**TEXT BLOCK**

Katherine Newton Presents Research on Capitol Hill
Producing notable research is hardly unusual for New College of Florida students. But few present it to a Congressional audience on Capitol Hill, as fourth-year psychology student Katherine Newton did last week.
Newton presented her work as part of the Council on Undergraduate Research’s Posters on the Hill. Her thesis project, on dolphins’ use of echolocation, was one of 60 chosen from a pool of more than 800 applications.
Her visit, April 23-24, included briefings, field trips and lectures, and meetings with Rep. Vern Buchanan and staff members for Sen. Bill Nelson and Sen. Marco Rubio.
“Presenting my research on Capitol Hill was an amazing experience, not only because I had been selected from hundreds of students to be there, but also because it was being presented at the heart of where a lot of decisions are made concerning the funding for undergraduate research and a variety of other education policies,” Newton said.
“Washington, D.C. is the place to be for advocating such decisions, and that’s what the CUR Posters on the Hill event is all about—changing the way undergraduate research is viewed in the eyes of those representatives and senators that manage state funding.”
She also wanted to tell the legislators that undergraduates at all division of New College are doing ground-breaking research. “It’s not just one program that’s doing research at New College, it’s across all of the divisions,” she said.

**INSTRUCTIONS TO FOLLOW**
Please copy the article on Katherine Newton, starting at the words "Newton presented her" and ending after "than 800 applications.". Replace "thesis project" with "capstone project".

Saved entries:
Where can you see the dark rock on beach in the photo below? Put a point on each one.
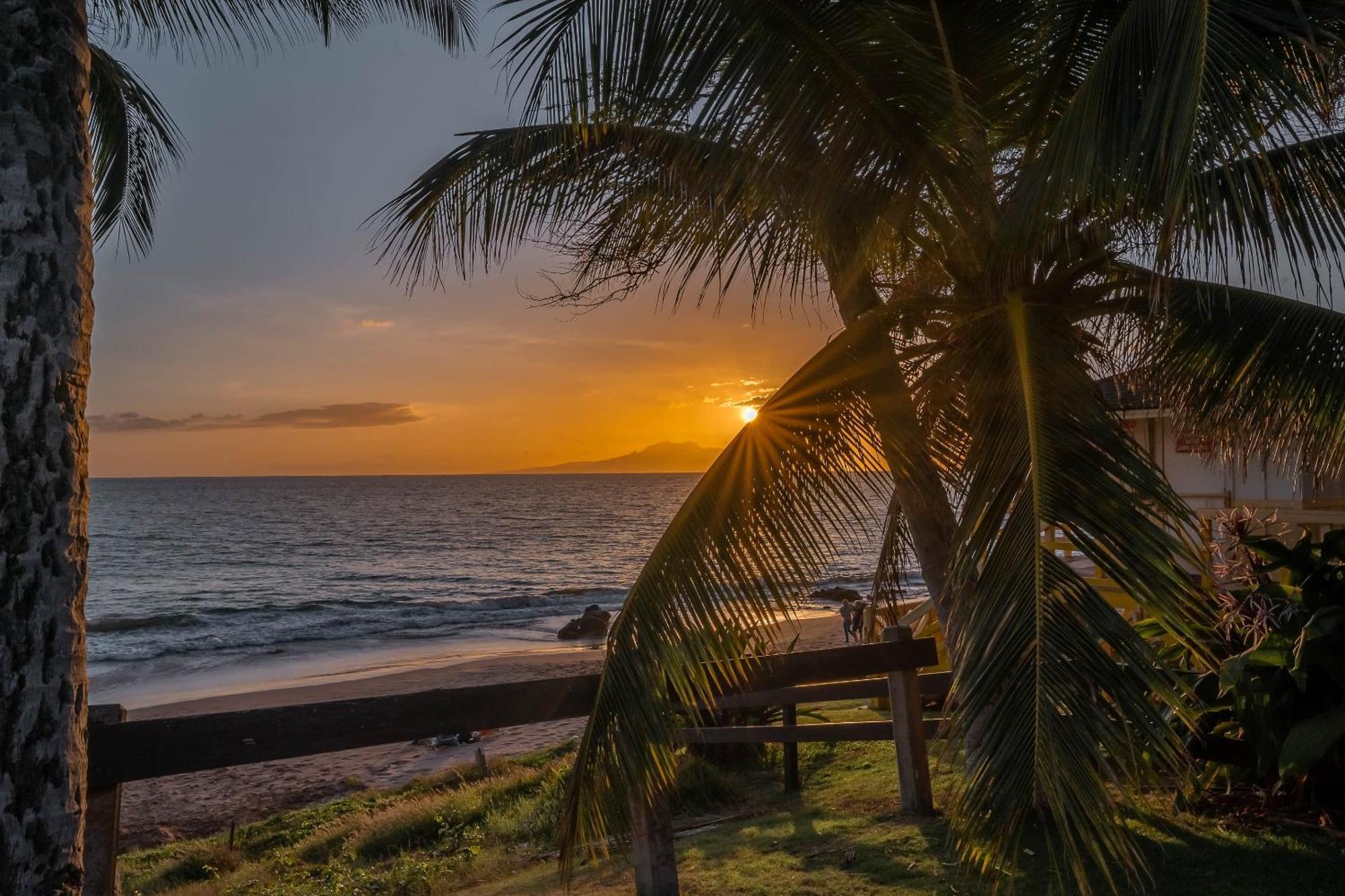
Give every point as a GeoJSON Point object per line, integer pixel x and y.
{"type": "Point", "coordinates": [592, 624]}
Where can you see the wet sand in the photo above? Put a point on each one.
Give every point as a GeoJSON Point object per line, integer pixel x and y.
{"type": "Point", "coordinates": [201, 803]}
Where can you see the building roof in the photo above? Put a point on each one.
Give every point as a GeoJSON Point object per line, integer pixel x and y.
{"type": "Point", "coordinates": [1128, 391]}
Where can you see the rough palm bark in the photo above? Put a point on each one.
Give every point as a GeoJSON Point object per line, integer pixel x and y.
{"type": "Point", "coordinates": [46, 318]}
{"type": "Point", "coordinates": [919, 489]}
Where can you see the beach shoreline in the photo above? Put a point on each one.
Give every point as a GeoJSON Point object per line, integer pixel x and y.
{"type": "Point", "coordinates": [200, 803]}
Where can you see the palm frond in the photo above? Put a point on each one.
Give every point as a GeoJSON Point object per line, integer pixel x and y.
{"type": "Point", "coordinates": [1285, 200]}
{"type": "Point", "coordinates": [605, 194]}
{"type": "Point", "coordinates": [740, 553]}
{"type": "Point", "coordinates": [1254, 372]}
{"type": "Point", "coordinates": [229, 28]}
{"type": "Point", "coordinates": [1175, 91]}
{"type": "Point", "coordinates": [1059, 698]}
{"type": "Point", "coordinates": [135, 143]}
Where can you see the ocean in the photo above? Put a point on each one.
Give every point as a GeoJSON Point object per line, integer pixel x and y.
{"type": "Point", "coordinates": [209, 585]}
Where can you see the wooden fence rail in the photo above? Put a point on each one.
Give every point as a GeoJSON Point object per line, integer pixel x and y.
{"type": "Point", "coordinates": [124, 751]}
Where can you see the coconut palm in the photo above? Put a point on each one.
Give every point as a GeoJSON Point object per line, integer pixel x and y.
{"type": "Point", "coordinates": [1023, 184]}
{"type": "Point", "coordinates": [84, 146]}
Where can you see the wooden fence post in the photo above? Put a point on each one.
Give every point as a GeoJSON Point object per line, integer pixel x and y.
{"type": "Point", "coordinates": [103, 819]}
{"type": "Point", "coordinates": [792, 751]}
{"type": "Point", "coordinates": [909, 732]}
{"type": "Point", "coordinates": [652, 848]}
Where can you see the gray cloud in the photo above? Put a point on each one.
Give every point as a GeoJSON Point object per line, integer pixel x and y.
{"type": "Point", "coordinates": [369, 413]}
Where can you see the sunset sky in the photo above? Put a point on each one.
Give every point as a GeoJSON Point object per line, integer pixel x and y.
{"type": "Point", "coordinates": [259, 337]}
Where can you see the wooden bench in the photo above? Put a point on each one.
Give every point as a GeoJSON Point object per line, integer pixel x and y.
{"type": "Point", "coordinates": [124, 751]}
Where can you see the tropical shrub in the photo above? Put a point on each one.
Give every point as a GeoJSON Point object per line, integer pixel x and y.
{"type": "Point", "coordinates": [1282, 678]}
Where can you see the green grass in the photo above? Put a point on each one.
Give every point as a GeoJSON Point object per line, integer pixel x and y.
{"type": "Point", "coordinates": [463, 833]}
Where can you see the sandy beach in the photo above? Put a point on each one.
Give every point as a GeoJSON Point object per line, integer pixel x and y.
{"type": "Point", "coordinates": [200, 803]}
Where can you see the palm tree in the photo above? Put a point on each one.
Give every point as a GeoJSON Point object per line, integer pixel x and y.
{"type": "Point", "coordinates": [83, 149]}
{"type": "Point", "coordinates": [1024, 184]}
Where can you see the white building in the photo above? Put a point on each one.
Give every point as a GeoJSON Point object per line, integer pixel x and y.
{"type": "Point", "coordinates": [1211, 487]}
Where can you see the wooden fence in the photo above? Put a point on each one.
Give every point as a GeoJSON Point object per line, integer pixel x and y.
{"type": "Point", "coordinates": [124, 751]}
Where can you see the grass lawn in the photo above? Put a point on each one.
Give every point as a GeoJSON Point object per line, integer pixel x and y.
{"type": "Point", "coordinates": [843, 834]}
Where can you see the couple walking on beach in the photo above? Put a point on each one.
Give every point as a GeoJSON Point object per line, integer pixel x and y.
{"type": "Point", "coordinates": [856, 618]}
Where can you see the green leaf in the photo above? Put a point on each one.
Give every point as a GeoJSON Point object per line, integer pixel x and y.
{"type": "Point", "coordinates": [1334, 545]}
{"type": "Point", "coordinates": [1309, 740]}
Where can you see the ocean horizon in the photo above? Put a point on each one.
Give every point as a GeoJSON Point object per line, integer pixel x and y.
{"type": "Point", "coordinates": [202, 585]}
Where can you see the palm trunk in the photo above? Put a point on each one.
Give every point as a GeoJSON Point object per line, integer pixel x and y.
{"type": "Point", "coordinates": [917, 481]}
{"type": "Point", "coordinates": [46, 318]}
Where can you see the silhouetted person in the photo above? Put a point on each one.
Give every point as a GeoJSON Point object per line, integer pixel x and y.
{"type": "Point", "coordinates": [847, 618]}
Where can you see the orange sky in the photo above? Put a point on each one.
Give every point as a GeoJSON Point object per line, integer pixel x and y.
{"type": "Point", "coordinates": [473, 381]}
{"type": "Point", "coordinates": [260, 330]}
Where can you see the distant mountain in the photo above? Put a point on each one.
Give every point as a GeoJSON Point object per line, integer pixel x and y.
{"type": "Point", "coordinates": [665, 456]}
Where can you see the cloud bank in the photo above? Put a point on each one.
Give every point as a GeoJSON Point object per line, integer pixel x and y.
{"type": "Point", "coordinates": [369, 413]}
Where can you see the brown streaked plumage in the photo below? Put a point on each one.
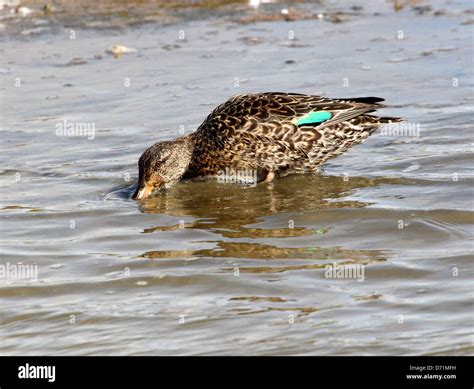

**OUTPUT**
Newton presented her work as part of the Council on Undergraduate Research’s Posters on the Hill. Her capstone project, on dolphins’ use of echolocation, was one of 60 chosen from a pool of more than 800 applications.